What you are asked to do
Please transcribe the data that follows without the pictures, keeping every word the same.

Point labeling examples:
::::::::::

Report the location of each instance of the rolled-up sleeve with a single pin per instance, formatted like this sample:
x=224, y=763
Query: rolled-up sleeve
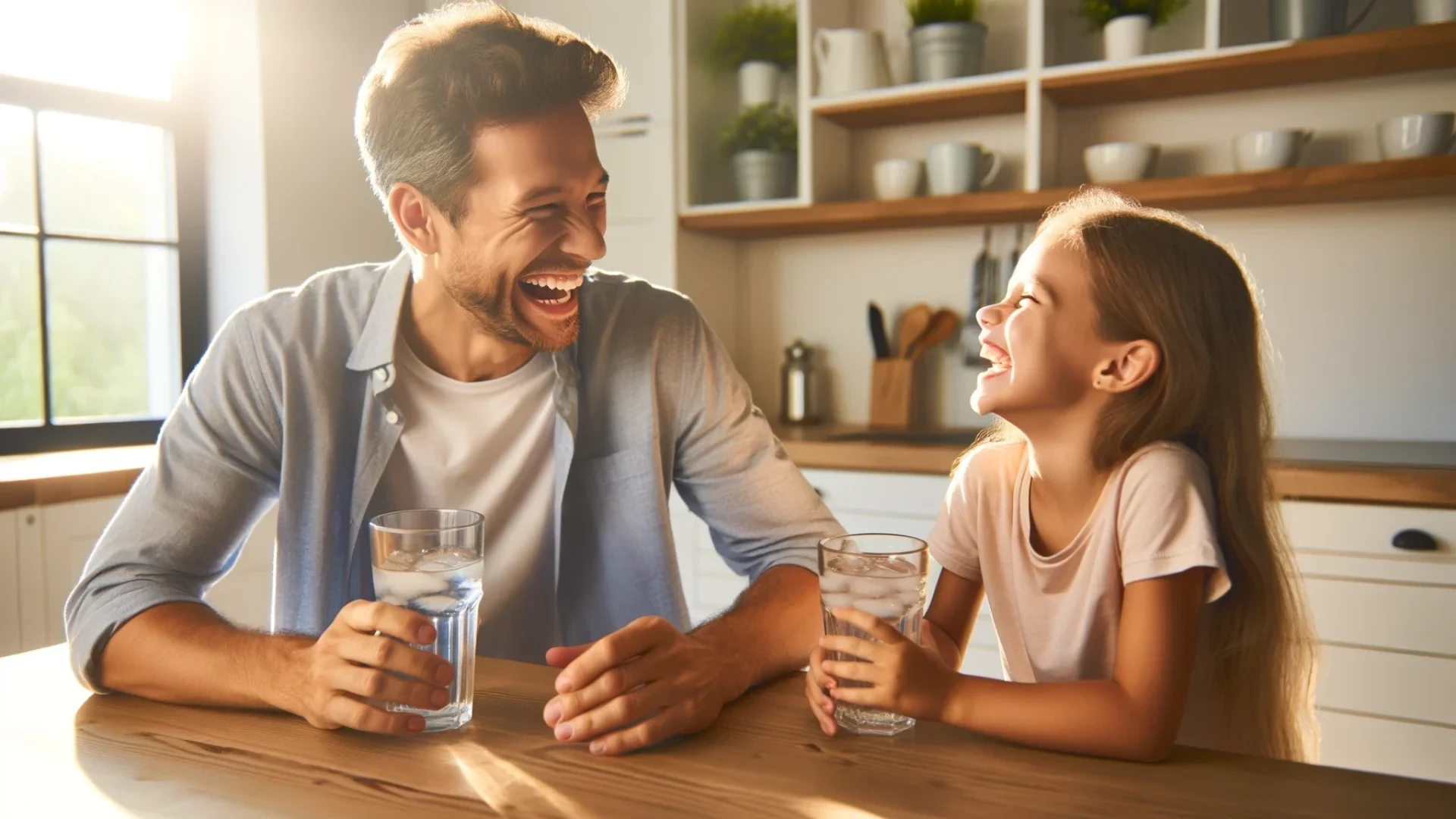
x=731, y=469
x=184, y=522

::::::::::

Expected answer
Report the location of each instance of the rolled-up sleeve with a single pin per instance, formatted like this sample:
x=224, y=763
Query: rolled-up sleeve
x=731, y=469
x=184, y=522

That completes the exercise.